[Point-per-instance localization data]
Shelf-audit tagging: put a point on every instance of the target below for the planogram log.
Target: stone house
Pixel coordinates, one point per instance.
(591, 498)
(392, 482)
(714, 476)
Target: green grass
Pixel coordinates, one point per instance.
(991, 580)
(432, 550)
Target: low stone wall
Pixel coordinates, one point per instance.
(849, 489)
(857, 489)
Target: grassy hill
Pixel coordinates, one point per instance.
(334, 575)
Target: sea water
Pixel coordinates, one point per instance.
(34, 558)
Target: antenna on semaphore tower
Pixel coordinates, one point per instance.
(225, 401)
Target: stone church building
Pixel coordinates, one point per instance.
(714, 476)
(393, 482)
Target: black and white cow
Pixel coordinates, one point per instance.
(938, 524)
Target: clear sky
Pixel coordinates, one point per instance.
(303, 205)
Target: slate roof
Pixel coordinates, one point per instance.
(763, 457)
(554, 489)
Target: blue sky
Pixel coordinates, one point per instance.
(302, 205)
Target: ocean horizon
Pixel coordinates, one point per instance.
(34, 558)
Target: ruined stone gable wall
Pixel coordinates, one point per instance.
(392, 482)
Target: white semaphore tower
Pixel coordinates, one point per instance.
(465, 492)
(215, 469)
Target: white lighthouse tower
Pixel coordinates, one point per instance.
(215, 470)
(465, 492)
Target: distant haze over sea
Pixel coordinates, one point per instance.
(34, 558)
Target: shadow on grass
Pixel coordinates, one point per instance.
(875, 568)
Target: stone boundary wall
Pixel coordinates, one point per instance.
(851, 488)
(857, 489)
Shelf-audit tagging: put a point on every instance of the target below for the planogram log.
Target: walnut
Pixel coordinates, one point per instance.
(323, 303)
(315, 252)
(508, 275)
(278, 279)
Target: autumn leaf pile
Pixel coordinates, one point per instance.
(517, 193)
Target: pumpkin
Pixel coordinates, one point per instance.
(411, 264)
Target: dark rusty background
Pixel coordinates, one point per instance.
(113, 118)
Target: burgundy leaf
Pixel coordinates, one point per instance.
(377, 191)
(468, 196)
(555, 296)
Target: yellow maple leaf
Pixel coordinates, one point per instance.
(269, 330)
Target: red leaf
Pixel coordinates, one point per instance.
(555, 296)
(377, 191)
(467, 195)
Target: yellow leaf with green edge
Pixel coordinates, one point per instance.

◆ Exercise directions: From the first line through the last, repeat the entries exactly.

◆ Reply to the task:
Shelf-audit tagging: put a point on every instance of the target below for the planogram log.
Target: stone house
Pixel coordinates, one point per instance.
(591, 498)
(392, 482)
(714, 476)
Target: green grass
Pixel coordinates, one point per instance.
(991, 580)
(432, 550)
Target: low stone wall
Pixel coordinates, one point per instance.
(849, 489)
(857, 489)
Target: grassy hill
Pixel coordinates, one point per instance.
(334, 575)
Target: sea water
Pixel coordinates, one point per instance.
(34, 558)
Target: antenna on semaphore tower
Pixel coordinates, one point per instance.
(225, 401)
Target: stone church building
Pixel coordinates, one point per instance.
(714, 476)
(393, 482)
Target: black and white cow
Pixel coordinates, one point per instance.
(938, 524)
Target: clear sky
Pixel coordinates, one point per instance.
(303, 205)
Target: slate roof
Pixel coordinates, one point per instance.
(763, 457)
(554, 489)
Target: blue sky
Pixel coordinates, one point per instance.
(302, 205)
Target: ocean horizon
Pixel coordinates, one point per instance.
(34, 558)
Target: ruined stone gable wall
Pixel coordinates, one point per instance.
(392, 482)
Target: white semaphore tower
Pixel coordinates, one point per instance.
(465, 492)
(215, 469)
Target: white lighthouse tower
Pixel coordinates, one point per instance.
(215, 470)
(465, 492)
Target: distant haze over sea
Pixel coordinates, one point per instance.
(34, 558)
Target: shadow on grass
Pixel coordinates, one point per instance.
(875, 568)
Target: stone boundary wall
Pixel coordinates, one point per instance.
(851, 488)
(857, 489)
Shelf-audit tagging: put a point on every instance of the target below for the planogram log.
Target: walnut
Pixel coordinates, one point per instance.
(323, 303)
(315, 252)
(508, 275)
(278, 279)
Target: autumn leaf pile
Pixel coordinates, one point per instance.
(517, 193)
Target: pumpkin
Pixel coordinates, one point per instance.
(411, 264)
Target: dark rusty background
Pixel coordinates, one point per instance.
(113, 118)
Target: burgundy leaf
Pixel coordinates, one point per instance.
(377, 191)
(468, 196)
(555, 296)
Target: yellow maple leaf
Pixel coordinates, one point per instance.
(269, 330)
Target: red leaf
Pixel coordinates, one point per instance.
(555, 296)
(377, 191)
(467, 195)
Target: yellow leaf with green edge
Pixel coordinates, one point per instance.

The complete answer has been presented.